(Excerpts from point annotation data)
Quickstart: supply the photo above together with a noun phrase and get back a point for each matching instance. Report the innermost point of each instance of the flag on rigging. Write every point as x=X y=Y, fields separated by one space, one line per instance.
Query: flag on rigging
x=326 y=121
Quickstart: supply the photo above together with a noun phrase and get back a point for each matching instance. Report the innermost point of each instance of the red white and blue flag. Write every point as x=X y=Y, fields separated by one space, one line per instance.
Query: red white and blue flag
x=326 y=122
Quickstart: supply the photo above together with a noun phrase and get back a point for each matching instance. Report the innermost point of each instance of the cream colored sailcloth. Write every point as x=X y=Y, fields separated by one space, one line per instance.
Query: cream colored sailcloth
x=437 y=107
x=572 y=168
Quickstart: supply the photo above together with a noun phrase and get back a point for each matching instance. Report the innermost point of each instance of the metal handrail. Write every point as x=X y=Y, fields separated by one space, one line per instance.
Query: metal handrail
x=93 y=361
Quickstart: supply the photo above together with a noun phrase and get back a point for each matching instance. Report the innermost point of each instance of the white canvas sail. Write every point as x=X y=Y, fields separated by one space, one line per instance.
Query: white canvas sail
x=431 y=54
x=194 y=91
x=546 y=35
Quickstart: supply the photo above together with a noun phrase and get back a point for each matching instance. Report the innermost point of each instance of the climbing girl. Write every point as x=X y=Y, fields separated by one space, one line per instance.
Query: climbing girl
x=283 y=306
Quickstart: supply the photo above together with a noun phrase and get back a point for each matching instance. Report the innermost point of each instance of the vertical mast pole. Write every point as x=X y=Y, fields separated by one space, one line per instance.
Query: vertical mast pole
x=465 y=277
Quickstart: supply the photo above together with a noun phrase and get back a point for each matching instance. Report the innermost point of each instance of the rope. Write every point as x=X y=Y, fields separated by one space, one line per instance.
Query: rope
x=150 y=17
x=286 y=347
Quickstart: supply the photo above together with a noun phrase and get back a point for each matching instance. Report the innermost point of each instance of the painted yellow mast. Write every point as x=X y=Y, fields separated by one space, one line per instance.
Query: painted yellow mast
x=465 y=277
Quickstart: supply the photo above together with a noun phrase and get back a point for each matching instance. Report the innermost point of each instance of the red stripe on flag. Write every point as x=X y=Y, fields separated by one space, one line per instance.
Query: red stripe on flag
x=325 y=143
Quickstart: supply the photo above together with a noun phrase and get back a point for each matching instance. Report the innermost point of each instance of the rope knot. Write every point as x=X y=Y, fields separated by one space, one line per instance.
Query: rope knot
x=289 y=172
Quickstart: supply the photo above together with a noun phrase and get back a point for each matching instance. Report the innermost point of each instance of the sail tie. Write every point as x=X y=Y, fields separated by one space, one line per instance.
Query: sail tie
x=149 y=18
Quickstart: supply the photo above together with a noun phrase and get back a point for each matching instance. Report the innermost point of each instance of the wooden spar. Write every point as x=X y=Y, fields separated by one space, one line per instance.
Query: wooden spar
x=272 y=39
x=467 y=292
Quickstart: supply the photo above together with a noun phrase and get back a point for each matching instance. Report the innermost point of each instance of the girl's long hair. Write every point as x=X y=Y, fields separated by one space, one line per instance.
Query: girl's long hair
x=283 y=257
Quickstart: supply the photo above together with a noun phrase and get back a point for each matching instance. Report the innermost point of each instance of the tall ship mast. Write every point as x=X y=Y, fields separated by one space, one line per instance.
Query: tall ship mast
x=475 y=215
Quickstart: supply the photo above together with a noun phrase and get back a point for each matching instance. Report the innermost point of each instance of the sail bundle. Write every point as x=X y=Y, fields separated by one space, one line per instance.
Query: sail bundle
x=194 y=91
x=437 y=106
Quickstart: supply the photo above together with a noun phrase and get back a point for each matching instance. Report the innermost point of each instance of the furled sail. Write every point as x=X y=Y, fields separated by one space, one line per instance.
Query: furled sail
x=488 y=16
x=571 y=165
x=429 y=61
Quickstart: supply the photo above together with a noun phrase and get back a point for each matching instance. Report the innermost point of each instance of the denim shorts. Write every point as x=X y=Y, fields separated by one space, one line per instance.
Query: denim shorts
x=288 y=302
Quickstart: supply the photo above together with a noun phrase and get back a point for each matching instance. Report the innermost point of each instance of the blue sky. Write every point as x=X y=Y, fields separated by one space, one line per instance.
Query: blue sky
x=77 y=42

• WRITTEN REQUEST: Give all the lines in these rows as a numbered list, with blank lines left out.

• TASK RESPONSE:
1. Quickstart: supply the photo above together with a noun phrase and get back a point for each matching instance. Report the innermost point of each instance of the flag on rigging. Write every point as x=X y=Y, fields separated by one space, one line per instance.
2. Query: flag on rigging
3. x=326 y=121
4. Quickstart: supply the photo above together with a noun phrase and get back a point for each matching instance. Report the innermost point of each instance of the red white and blue flag. Write every point as x=X y=Y, fields separated by one space, one line per instance.
5. Query: red white and blue flag
6. x=326 y=122
7. Quickstart: supply the photo above together with a noun phrase and get back a point for each matching instance. Report the innermost point of each instance of the cream colored sailcloth. Write every point as x=X y=Y, fields separated by one space, one line per instance.
8. Query: cream colored sailcloth
9. x=437 y=107
10. x=572 y=168
11. Quickstart: supply the photo above together with a noun phrase and get back a point for each matching instance. Report the innermost point of each instance of the metal handrail. Write every point as x=X y=Y, fields separated by one space, one line per instance.
12. Query: metal handrail
13. x=93 y=361
14. Quickstart: supply the photo above together with a noun phrase and get back a point for each matching instance. Report the innermost point of each instance of the white canvas sail. Write every point as x=X y=Y, fields separated by one space, one line per instance.
15. Query: white canvas sail
16. x=431 y=54
17. x=194 y=91
18. x=546 y=35
19. Quickstart: supply the photo above together with a noun phrase and get back a point for each matching instance. Report the innermost point of each instance of the climbing girl. Write every point as x=X y=Y, fields separated by one space, one line per instance.
20. Query: climbing girl
21. x=283 y=306
22. Quickstart: supply the photo above together with a noun phrase and get back a point for each matching instance. Report the innermost point of each instance of the vertical mast pole. Write every point as x=X y=Y, fields separated by one space, one line per instance.
23. Query: vertical mast pole
24. x=465 y=277
25. Quickstart: supply the photo above together with a noun phrase and get back a point for each matching instance. Report the innermost point of each instance of the rope. Write every point as x=X y=Y, fields separated by one space, one line per instance.
26. Query: rope
27. x=150 y=17
28. x=286 y=347
29. Quickstart: supply the photo above together with a noun phrase and get back a point for each matching instance. Report the innermost point of each instance of the painted yellow mast. Write every point as x=X y=Y, fields separated by one space, one line per instance.
30. Query: painted yellow mast
31. x=465 y=277
32. Quickstart: supply the photo above together with a noun phrase and get back a point for each matching instance. Report the innermost point of each instance of the red stripe on flag. Write every point as x=X y=Y, fields separated by one space, one line per instance.
33. Query: red stripe on flag
34. x=325 y=143
35. Quickstart: supply the photo above together with a noun phrase and get back a point for each matching instance. Report the innermost point of each instance of the rope knot. Write every point as x=X y=Y, fields separated by one space, one line per instance.
36. Query: rope knot
37. x=289 y=172
38. Quickstart: supply the photo above together with a noun phrase and get back a point for each matching instance. Report the innermost point of each instance of the sail tie. Write every point as x=X y=Y, fields separated by one space, one line per instance.
39. Query: sail tie
40. x=149 y=18
41. Quickstart: supply the photo above together with a noun phrase and get back a point for each matching instance. Report the innermost point of each instance of the wooden spar. Write every point as x=X y=Y, fields separated by one space, one line per instance.
42. Query: wooden spar
43. x=272 y=39
44. x=467 y=292
45. Quickstart: supply the photo above together with a noun phrase and get back a point for each matching instance. Report the innermost point of each instance of the girl's long hair. Write every point as x=X y=Y, fields separated by one space, one line per instance.
46. Query: girl's long hair
47. x=283 y=257
48. Quickstart: supply the photo above together with a noun phrase and get back a point for each matching instance. Report the innermost point of each instance of the tall ship mast. Write every point as x=X y=Y, fields separated by one space, one line per instance.
49. Query: tall ship mast
50. x=475 y=215
51. Quickstart: supply the photo above together with a noun phrase and get back a point for each matching instance. Report the innermost point of each instance of the sail bundle. Write every point as x=X y=Y, fields separated by one space, one line per instance.
52. Query: sail bundle
53. x=194 y=91
54. x=437 y=106
55. Quickstart: supply the photo above together with a noun phrase and get back a point for each matching instance. Report the innermost point of each instance of the furled sail. Write every point as x=X y=Y, fields separated by one space, one line per instance.
56. Query: furled sail
57. x=488 y=16
58. x=571 y=165
59. x=429 y=61
60. Quickstart: supply the photo above together with a noun phrase and get back a point for each matching instance. Report the innermost point of each instance of the denim shorts. Write every point as x=X y=Y, fields separated by one space, one line per instance.
61. Query: denim shorts
62. x=288 y=302
63. Quickstart: supply the photo above together with a noun phrase and get back a point for each matching instance. Report the innermost point of each instance of the blue sky. Write every point as x=X y=Y, fields separated by one space, one line per instance.
64. Query: blue sky
65. x=77 y=42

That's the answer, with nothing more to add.